=== Begin Enclosure ===

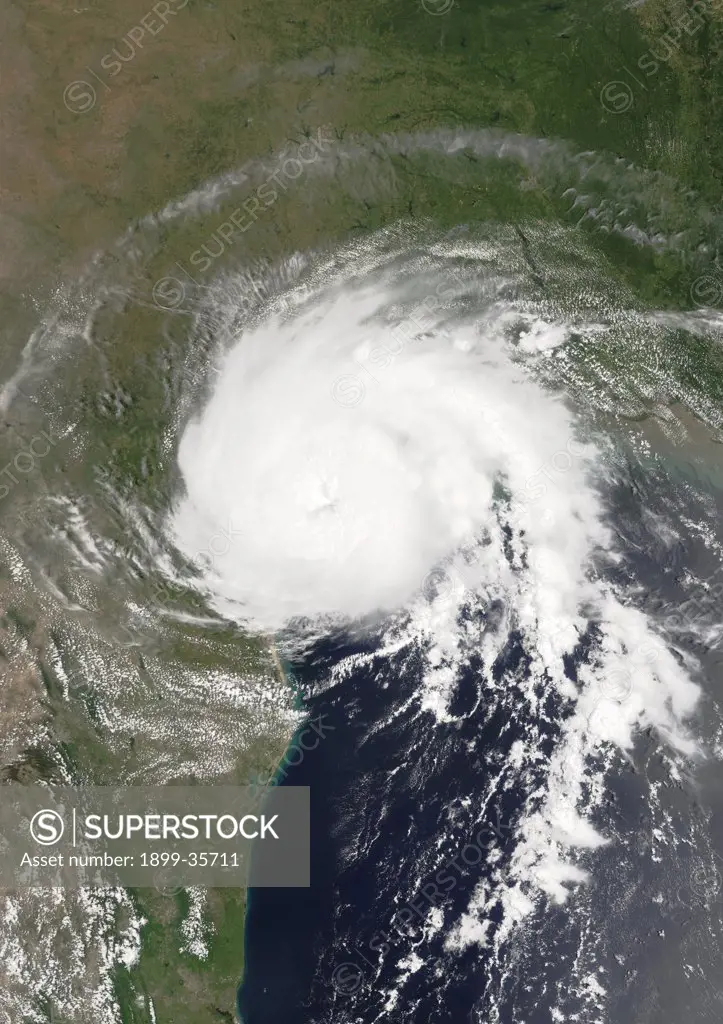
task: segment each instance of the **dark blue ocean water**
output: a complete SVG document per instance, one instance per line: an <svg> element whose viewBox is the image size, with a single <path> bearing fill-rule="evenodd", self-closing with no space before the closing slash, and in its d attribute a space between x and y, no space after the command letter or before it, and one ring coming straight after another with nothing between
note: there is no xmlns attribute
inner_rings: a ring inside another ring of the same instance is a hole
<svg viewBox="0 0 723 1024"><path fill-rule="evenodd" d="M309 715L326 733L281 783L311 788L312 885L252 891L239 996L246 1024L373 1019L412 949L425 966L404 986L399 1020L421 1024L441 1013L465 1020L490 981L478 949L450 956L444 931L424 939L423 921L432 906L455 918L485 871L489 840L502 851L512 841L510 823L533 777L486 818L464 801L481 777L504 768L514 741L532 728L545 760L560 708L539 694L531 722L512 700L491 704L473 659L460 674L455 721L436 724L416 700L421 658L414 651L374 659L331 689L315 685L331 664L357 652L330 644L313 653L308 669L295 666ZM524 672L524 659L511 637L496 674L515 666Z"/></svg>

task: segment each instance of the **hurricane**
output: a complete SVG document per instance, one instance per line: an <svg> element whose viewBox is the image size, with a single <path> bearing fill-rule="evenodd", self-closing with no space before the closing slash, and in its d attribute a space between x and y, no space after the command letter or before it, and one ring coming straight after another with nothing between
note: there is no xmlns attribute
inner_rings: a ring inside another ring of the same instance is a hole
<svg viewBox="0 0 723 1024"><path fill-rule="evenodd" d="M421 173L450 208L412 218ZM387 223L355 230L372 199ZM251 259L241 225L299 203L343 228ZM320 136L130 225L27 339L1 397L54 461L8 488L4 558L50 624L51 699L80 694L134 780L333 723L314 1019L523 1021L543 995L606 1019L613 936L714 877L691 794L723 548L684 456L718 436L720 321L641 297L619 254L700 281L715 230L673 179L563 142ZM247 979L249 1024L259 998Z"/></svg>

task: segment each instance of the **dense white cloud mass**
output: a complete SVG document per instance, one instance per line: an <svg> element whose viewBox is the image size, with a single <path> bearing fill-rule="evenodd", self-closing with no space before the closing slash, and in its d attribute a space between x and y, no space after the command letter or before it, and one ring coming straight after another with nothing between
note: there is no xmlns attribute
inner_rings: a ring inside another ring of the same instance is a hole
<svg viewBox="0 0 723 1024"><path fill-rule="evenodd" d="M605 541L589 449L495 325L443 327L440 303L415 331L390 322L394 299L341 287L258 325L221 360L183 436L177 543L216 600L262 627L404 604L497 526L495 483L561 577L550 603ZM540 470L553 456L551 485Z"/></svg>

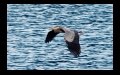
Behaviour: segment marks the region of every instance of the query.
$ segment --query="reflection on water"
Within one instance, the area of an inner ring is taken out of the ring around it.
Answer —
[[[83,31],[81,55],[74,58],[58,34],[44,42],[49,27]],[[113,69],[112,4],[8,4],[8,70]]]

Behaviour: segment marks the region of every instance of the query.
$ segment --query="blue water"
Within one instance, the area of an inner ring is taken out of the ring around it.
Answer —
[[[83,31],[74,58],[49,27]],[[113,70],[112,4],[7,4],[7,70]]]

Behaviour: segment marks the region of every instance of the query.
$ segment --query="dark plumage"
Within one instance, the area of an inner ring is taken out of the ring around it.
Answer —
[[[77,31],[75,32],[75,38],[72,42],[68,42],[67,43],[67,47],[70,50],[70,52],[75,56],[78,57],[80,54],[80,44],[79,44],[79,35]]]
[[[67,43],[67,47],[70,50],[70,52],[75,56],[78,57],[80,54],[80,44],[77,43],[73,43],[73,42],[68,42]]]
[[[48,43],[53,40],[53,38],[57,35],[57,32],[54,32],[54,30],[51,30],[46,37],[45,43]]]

=== End Enclosure ===
=== Begin Enclosure ===

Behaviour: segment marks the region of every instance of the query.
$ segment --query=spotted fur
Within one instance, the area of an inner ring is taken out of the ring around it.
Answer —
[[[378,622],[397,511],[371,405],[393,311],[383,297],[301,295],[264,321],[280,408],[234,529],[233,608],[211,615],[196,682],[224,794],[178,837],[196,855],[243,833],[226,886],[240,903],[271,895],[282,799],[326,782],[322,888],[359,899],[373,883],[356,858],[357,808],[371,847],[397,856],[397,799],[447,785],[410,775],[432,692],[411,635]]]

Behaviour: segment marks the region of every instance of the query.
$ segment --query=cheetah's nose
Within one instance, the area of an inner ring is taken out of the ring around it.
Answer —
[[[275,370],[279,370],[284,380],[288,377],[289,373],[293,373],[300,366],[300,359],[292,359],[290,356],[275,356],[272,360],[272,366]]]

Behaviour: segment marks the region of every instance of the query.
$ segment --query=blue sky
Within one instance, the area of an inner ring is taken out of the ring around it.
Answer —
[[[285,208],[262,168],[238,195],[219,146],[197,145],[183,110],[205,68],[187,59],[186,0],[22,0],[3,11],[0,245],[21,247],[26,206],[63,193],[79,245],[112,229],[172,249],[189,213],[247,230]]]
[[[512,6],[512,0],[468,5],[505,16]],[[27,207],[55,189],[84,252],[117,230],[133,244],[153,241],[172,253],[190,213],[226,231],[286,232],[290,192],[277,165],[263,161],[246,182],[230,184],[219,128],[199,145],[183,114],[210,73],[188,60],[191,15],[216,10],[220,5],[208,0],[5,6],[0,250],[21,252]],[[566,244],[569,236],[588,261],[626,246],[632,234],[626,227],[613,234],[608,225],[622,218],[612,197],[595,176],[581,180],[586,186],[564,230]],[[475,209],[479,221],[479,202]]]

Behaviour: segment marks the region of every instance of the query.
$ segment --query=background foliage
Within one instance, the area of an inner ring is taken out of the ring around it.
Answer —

=== End Enclosure ===

When you find a line in the records that contains the word "water", copy it.

*WRITTEN ANSWER*
task: segment each instance of the **dark blue ocean water**
$ segment --query="reflection on water"
$ segment --query="blue water"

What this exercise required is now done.